» **TO DO**:
Write out the material below word for word, keeping every line as it appears.

» **DATA PROVIDED**:
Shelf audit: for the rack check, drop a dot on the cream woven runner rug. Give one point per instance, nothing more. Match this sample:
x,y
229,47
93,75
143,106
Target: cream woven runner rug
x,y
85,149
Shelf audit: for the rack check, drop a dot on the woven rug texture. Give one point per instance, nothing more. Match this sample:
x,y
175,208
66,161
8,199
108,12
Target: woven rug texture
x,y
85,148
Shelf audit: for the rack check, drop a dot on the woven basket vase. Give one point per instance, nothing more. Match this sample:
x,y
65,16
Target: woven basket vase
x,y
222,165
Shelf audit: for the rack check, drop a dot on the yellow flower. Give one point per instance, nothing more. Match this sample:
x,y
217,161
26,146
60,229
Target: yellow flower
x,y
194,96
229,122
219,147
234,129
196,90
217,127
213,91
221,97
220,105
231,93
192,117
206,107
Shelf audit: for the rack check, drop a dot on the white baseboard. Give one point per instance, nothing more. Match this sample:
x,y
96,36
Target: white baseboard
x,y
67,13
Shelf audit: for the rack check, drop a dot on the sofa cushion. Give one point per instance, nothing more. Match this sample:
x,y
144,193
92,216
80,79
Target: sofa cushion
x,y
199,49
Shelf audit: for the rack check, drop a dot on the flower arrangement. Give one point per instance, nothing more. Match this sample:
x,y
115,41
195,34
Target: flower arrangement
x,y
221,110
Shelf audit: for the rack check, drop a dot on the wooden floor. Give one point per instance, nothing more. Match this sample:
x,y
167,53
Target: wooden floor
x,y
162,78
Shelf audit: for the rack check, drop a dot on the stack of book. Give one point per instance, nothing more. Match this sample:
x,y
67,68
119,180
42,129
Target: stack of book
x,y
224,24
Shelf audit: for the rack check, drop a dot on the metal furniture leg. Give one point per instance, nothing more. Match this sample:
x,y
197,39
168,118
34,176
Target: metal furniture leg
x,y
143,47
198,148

» **WRITTEN SOLUTION**:
Shelf audit: for the rack check, drop a dot on the cream woven runner rug. Give one point per instance, nothing more. Match this sample:
x,y
229,47
93,75
143,106
Target: cream woven runner rug
x,y
85,149
Shelf audit: for the rack check, drop a dot on the woven rug texture. Give one point per instance, nothing more. Match this sample:
x,y
175,208
66,161
8,199
108,12
Target: woven rug texture
x,y
85,148
Shelf audit: for the rack check, drop a dot on the woven basket vase. Give one point per instance, nothing more. Match this sample:
x,y
65,16
Target: woven basket vase
x,y
222,165
Shelf audit: for the rack check, drop a dot on the yellow flower. Give one point per instance, nothing more. Match this sample:
x,y
217,161
26,146
60,229
Target: yellow flower
x,y
194,96
229,122
219,147
234,129
196,90
217,127
213,91
221,97
220,105
231,93
192,117
206,107
Shelf audit: for the rack check, drop a dot on the white baseboard. Give one point per instance, nothing more. Match this sample:
x,y
96,36
Target: white baseboard
x,y
67,13
Shelf audit: for the rack check, drop a dot on the sofa cushion. Give one point per instance, nothing more. Match this sample:
x,y
144,193
92,216
80,79
Target: sofa cushion
x,y
199,49
Shelf audit: for the rack check, drop a dot on the flower arrangement. Give one point per instance, nothing more. Match this sample:
x,y
115,41
195,34
Target: flower arrangement
x,y
221,110
Shelf audit: for the rack check, drop a dot on the wooden floor. Give one point per instance, nothing more. Match this sample:
x,y
167,53
Target: wooden floor
x,y
162,78
Shelf audit: for the rack check, drop a dot on the stack of book. Give one point per instance, nothing more. Match this sample:
x,y
67,68
119,180
42,129
Target: stack of book
x,y
224,24
Shelf audit: for the rack check, drop a dot on the metal furniture leg. Give one point per instance, nothing more. Match this sample:
x,y
197,39
168,118
34,176
Target: metal furniture leg
x,y
143,47
198,148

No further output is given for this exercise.